Exercise objective: Copy every one of the following entries line for line, without changing a single character.

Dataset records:

*-*-*

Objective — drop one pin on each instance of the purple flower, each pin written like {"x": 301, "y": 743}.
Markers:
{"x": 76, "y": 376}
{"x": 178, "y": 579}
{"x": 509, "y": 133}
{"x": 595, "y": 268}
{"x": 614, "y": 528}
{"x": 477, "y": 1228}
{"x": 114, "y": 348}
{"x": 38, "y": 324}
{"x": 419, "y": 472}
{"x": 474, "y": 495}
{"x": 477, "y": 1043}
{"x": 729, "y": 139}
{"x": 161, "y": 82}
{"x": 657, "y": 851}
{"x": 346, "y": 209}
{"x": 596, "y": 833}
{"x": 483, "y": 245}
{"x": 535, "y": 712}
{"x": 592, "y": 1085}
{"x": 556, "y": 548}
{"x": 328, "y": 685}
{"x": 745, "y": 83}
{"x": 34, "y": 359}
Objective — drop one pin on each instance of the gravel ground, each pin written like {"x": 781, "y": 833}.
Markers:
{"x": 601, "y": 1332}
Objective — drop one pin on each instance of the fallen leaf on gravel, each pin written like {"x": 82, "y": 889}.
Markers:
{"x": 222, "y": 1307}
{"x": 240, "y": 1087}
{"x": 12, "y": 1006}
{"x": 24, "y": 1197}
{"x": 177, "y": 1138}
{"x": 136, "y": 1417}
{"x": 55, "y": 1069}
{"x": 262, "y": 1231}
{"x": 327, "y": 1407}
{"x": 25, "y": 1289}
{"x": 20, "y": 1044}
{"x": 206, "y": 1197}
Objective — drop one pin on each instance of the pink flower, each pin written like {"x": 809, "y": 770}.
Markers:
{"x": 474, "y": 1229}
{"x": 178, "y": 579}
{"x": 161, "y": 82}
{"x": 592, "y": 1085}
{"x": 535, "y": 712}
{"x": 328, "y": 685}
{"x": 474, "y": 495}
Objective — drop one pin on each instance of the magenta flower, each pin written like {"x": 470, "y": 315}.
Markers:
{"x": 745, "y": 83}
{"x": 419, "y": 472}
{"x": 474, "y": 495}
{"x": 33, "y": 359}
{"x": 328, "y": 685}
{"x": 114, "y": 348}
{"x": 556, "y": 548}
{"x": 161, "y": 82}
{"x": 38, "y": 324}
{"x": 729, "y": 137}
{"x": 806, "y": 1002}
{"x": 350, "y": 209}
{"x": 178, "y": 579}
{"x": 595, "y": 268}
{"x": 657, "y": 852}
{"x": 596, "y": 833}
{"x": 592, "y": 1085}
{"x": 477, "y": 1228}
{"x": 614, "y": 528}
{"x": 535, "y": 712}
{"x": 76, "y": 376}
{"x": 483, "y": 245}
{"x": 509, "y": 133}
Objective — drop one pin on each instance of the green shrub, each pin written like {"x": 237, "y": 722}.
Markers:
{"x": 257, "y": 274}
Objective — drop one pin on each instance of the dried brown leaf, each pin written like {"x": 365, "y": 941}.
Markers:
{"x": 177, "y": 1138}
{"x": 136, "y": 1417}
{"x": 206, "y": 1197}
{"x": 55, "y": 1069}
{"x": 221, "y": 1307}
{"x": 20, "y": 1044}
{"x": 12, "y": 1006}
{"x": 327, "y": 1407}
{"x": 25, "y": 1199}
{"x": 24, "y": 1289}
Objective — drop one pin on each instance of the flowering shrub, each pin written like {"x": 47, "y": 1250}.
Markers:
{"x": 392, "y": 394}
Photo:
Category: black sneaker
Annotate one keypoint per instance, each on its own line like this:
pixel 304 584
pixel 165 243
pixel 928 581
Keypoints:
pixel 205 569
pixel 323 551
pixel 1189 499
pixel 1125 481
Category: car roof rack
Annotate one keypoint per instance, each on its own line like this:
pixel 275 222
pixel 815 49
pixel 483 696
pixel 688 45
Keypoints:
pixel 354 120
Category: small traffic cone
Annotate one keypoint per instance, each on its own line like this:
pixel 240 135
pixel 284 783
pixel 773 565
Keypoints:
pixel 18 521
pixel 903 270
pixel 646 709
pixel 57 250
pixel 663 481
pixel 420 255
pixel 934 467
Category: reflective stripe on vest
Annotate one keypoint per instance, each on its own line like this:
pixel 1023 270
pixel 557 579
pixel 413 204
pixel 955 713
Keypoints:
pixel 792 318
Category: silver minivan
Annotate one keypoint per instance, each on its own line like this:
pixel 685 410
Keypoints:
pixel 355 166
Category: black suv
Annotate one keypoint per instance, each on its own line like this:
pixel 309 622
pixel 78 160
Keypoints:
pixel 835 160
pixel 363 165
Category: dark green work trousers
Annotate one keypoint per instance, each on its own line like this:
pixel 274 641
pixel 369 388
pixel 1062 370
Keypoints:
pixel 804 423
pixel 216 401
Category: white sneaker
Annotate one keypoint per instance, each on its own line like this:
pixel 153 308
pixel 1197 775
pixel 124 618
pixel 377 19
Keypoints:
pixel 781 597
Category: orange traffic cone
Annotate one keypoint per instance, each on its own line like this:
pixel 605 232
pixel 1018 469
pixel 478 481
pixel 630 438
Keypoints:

*-*-*

Task output:
Objective — drop one pin on each instance of the purple flower, each pin written like {"x": 301, "y": 743}.
Markers:
{"x": 76, "y": 376}
{"x": 178, "y": 579}
{"x": 509, "y": 133}
{"x": 595, "y": 268}
{"x": 614, "y": 528}
{"x": 477, "y": 1228}
{"x": 114, "y": 348}
{"x": 38, "y": 324}
{"x": 419, "y": 472}
{"x": 474, "y": 495}
{"x": 477, "y": 1043}
{"x": 729, "y": 139}
{"x": 161, "y": 82}
{"x": 657, "y": 851}
{"x": 346, "y": 209}
{"x": 596, "y": 833}
{"x": 483, "y": 245}
{"x": 535, "y": 712}
{"x": 592, "y": 1085}
{"x": 556, "y": 548}
{"x": 328, "y": 685}
{"x": 745, "y": 83}
{"x": 34, "y": 359}
Objective — drop one pin on each instance of the gravel ground, each pin written like {"x": 781, "y": 833}.
Markers:
{"x": 601, "y": 1332}
Objective — drop one pin on each instance of the fallen leaf on gravel, each pin written like {"x": 82, "y": 889}.
Markers:
{"x": 222, "y": 1307}
{"x": 240, "y": 1087}
{"x": 12, "y": 1006}
{"x": 24, "y": 1197}
{"x": 177, "y": 1138}
{"x": 136, "y": 1417}
{"x": 55, "y": 1069}
{"x": 262, "y": 1231}
{"x": 327, "y": 1407}
{"x": 25, "y": 1289}
{"x": 20, "y": 1044}
{"x": 206, "y": 1197}
Objective — drop one pin on each instance of the pink flower, each pin written like {"x": 809, "y": 770}.
Markers:
{"x": 474, "y": 1229}
{"x": 178, "y": 579}
{"x": 161, "y": 82}
{"x": 592, "y": 1085}
{"x": 535, "y": 712}
{"x": 328, "y": 685}
{"x": 474, "y": 495}
Objective — drop one pin on each instance of the magenta flower, each pin written like {"x": 470, "y": 315}.
Markers:
{"x": 745, "y": 83}
{"x": 419, "y": 472}
{"x": 474, "y": 495}
{"x": 33, "y": 359}
{"x": 328, "y": 685}
{"x": 114, "y": 348}
{"x": 556, "y": 548}
{"x": 161, "y": 82}
{"x": 38, "y": 324}
{"x": 729, "y": 137}
{"x": 806, "y": 1002}
{"x": 350, "y": 209}
{"x": 178, "y": 579}
{"x": 595, "y": 268}
{"x": 657, "y": 852}
{"x": 596, "y": 833}
{"x": 592, "y": 1085}
{"x": 477, "y": 1228}
{"x": 614, "y": 528}
{"x": 535, "y": 712}
{"x": 76, "y": 376}
{"x": 483, "y": 245}
{"x": 509, "y": 133}
Objective — drop one pin on each instance of the green shrub, each pin written like {"x": 237, "y": 722}.
Markers:
{"x": 257, "y": 274}
Objective — drop one pin on each instance of the dried brown leaf, each pin written like {"x": 365, "y": 941}.
Markers:
{"x": 177, "y": 1138}
{"x": 136, "y": 1417}
{"x": 206, "y": 1197}
{"x": 55, "y": 1069}
{"x": 221, "y": 1307}
{"x": 20, "y": 1044}
{"x": 12, "y": 1006}
{"x": 327, "y": 1407}
{"x": 25, "y": 1199}
{"x": 24, "y": 1289}
Objective — drop one pin on each instance of the flowering shrub, each pin written like {"x": 47, "y": 1250}.
Markers:
{"x": 392, "y": 394}
Photo:
Category: black sneaker
Annotate one keypoint per instance, each on its own line like this:
pixel 304 584
pixel 165 243
pixel 928 581
Keypoints:
pixel 205 569
pixel 323 551
pixel 1189 499
pixel 1125 481
Category: car roof rack
Annotate one keypoint per instance, each on its own line like this:
pixel 275 222
pixel 815 49
pixel 483 696
pixel 688 45
Keypoints:
pixel 354 120
Category: small traffic cone
Annotate one keypoint per instance, each on its own line like this:
pixel 240 135
pixel 284 783
pixel 773 565
Keypoints:
pixel 18 521
pixel 903 270
pixel 646 709
pixel 57 250
pixel 663 481
pixel 420 255
pixel 934 467
Category: reflective stripe on vest
Annotate one keypoint per instance, each on its own line like this:
pixel 1023 270
pixel 557 579
pixel 413 204
pixel 955 713
Keypoints:
pixel 792 318
Category: silver minivan
Annotate one keypoint per instance, each on its own line like this:
pixel 685 410
Keypoints:
pixel 355 166
Category: black suv
Annotate one keypoint per instance, each on its own line like this:
pixel 309 622
pixel 78 160
Keypoints:
pixel 835 160
pixel 363 165
Category: dark green work trousers
Annotate one keypoint per instance, each on its own line like this:
pixel 274 641
pixel 369 388
pixel 1062 370
Keypoints:
pixel 804 423
pixel 216 401
Category: white sneaker
Annotate one keypoint per instance, each on its own line like this:
pixel 153 308
pixel 1197 775
pixel 124 618
pixel 377 19
Keypoints:
pixel 781 597
Category: orange traffic cone
Annotate one keypoint per instance, each on its own line like this:
pixel 605 232
pixel 1018 469
pixel 478 481
pixel 630 438
Keypoints:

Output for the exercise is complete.